• [Activity]: Pull out each of the lines below that contains the string "clicks", and copy those lines unchanged. Treat uppercase and lowercase as distinct.

╭─ Material for this task

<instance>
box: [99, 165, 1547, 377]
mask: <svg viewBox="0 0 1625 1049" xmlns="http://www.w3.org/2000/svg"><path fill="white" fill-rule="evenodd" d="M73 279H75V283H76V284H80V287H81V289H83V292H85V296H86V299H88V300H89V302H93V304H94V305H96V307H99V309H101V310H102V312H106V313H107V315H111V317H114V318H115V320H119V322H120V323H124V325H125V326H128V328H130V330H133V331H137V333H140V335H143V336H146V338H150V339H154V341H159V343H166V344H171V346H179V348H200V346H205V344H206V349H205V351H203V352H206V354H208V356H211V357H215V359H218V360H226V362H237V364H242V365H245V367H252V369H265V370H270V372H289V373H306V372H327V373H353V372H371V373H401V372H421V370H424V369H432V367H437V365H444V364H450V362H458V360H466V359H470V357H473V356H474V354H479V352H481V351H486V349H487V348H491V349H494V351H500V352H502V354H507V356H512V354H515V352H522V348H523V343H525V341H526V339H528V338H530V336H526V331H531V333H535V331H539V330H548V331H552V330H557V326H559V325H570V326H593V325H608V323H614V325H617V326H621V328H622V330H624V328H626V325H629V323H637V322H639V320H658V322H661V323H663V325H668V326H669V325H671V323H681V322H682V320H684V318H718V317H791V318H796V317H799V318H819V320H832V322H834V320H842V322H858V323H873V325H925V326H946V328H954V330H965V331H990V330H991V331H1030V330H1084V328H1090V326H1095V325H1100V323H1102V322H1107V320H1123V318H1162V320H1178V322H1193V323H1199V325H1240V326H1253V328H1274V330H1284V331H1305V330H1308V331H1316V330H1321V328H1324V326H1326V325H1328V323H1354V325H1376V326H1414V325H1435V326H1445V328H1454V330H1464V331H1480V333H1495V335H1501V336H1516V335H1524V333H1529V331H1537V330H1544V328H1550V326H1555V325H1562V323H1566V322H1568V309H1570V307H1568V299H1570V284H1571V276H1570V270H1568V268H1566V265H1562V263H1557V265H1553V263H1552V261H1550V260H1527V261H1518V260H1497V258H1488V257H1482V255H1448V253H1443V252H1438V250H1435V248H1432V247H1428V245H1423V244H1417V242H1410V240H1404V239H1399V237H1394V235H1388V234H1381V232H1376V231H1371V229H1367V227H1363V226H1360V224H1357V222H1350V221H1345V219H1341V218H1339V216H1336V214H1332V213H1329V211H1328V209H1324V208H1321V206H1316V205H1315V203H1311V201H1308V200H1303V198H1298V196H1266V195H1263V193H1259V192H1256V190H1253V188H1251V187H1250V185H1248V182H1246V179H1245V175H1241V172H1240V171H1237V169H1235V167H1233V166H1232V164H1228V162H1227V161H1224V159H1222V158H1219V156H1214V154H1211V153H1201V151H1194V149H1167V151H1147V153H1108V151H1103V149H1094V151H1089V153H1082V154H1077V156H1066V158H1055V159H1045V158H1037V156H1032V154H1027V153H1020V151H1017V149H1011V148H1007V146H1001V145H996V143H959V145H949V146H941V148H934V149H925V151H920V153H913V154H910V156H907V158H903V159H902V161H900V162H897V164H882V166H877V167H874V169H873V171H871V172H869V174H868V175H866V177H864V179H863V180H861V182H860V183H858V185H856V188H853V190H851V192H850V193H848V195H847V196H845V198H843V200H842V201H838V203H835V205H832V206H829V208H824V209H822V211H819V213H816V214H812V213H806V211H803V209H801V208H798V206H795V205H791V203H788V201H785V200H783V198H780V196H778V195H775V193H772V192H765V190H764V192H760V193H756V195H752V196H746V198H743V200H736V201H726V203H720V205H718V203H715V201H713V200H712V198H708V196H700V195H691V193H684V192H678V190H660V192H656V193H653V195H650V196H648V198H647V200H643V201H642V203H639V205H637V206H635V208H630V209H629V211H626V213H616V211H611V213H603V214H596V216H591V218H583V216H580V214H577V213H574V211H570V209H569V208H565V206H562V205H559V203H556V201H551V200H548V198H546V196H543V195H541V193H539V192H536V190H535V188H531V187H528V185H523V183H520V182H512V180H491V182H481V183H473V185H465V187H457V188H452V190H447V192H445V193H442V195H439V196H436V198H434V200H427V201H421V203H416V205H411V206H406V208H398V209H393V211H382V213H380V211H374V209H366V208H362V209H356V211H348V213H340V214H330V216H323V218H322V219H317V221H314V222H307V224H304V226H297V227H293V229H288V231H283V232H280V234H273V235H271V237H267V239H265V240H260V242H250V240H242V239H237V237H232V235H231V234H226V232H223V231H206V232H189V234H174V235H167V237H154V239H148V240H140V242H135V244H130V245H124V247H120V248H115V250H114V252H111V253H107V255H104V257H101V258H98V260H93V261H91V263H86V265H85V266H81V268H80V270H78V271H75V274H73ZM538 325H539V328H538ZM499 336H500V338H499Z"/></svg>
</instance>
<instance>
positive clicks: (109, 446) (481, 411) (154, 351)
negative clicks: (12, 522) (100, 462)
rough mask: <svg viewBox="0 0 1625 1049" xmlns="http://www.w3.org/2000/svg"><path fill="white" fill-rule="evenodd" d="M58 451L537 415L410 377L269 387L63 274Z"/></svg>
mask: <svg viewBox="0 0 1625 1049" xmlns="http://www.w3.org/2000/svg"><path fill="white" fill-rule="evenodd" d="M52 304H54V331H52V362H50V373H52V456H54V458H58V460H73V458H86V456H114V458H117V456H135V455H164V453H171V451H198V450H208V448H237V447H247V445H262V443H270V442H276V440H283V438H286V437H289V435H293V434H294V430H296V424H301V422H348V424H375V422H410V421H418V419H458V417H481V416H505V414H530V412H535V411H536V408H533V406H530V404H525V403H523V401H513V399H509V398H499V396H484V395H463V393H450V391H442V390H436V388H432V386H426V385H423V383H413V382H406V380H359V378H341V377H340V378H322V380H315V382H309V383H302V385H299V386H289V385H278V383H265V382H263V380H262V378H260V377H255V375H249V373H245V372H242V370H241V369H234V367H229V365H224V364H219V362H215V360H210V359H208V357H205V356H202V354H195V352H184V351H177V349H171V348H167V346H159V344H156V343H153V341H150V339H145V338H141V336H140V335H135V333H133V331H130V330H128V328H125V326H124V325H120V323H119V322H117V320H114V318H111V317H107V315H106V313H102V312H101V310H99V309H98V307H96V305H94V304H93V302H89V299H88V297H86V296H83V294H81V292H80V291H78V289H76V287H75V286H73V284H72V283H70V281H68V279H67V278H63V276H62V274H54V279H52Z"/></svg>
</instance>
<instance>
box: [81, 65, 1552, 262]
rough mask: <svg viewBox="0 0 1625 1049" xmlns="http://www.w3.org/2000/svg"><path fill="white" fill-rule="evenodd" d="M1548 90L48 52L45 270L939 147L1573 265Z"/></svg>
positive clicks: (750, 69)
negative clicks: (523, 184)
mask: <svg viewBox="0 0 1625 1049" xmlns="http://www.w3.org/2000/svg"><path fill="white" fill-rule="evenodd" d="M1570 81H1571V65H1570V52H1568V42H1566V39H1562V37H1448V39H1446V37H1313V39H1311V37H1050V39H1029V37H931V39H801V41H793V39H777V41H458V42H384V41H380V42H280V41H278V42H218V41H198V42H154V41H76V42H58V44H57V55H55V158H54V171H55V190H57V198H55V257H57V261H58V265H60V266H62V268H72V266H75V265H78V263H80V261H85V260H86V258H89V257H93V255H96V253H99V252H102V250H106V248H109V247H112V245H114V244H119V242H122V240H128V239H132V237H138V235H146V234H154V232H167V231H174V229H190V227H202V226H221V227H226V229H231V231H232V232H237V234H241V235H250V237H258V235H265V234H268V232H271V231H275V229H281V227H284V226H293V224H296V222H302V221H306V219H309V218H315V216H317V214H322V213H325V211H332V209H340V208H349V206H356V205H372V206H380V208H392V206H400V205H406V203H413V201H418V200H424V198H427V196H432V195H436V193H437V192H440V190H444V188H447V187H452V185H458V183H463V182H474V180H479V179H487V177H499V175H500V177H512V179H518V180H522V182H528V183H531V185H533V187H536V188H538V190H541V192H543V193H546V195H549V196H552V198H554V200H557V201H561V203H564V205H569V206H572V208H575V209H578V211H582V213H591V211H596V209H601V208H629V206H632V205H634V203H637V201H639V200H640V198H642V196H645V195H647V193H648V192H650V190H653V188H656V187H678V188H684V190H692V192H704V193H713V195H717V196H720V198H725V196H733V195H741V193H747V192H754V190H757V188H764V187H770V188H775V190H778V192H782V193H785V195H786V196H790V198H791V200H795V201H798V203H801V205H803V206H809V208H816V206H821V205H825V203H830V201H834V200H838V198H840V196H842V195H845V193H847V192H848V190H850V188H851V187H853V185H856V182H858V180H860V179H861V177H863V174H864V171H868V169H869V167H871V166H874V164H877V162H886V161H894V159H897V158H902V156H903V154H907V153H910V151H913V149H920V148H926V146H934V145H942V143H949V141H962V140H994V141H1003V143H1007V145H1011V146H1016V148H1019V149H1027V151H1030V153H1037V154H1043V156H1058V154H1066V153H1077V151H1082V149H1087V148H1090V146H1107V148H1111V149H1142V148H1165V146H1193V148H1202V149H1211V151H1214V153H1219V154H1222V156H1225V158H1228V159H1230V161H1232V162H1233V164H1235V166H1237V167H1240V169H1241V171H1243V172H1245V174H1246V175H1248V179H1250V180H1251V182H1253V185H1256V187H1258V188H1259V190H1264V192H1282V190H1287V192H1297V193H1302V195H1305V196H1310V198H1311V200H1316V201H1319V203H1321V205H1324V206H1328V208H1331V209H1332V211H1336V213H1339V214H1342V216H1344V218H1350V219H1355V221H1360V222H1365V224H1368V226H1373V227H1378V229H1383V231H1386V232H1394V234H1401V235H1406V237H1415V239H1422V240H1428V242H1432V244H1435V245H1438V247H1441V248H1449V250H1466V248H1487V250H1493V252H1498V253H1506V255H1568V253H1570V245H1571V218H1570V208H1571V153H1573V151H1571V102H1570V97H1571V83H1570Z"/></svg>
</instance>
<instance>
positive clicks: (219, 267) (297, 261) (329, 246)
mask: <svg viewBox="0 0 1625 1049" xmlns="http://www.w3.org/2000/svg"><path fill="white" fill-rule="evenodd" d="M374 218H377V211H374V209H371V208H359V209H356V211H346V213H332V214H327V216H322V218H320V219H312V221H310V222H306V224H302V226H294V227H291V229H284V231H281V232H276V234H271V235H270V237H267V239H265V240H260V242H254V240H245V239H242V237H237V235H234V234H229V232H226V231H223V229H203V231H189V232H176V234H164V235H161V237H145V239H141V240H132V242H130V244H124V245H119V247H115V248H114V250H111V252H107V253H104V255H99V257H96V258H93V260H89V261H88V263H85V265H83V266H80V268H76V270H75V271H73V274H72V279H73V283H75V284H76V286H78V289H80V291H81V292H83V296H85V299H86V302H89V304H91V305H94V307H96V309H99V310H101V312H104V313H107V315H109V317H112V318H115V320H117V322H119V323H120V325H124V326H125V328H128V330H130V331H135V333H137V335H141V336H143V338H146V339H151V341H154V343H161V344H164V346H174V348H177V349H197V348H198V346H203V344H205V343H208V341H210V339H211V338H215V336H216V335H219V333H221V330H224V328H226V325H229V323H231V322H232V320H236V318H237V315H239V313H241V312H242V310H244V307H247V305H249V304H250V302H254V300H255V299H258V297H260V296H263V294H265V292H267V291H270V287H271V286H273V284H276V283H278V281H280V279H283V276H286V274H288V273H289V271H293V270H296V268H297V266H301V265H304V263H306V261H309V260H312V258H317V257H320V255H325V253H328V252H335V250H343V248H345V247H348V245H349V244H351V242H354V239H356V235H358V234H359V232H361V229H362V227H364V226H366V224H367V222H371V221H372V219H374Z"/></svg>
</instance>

╰─

• [Response for this exercise]:
positive clicks: (109, 446) (481, 411) (154, 351)
negative clicks: (12, 522) (100, 462)
positive clicks: (750, 69)
negative clicks: (523, 184)
positive clicks: (219, 267) (297, 261) (329, 246)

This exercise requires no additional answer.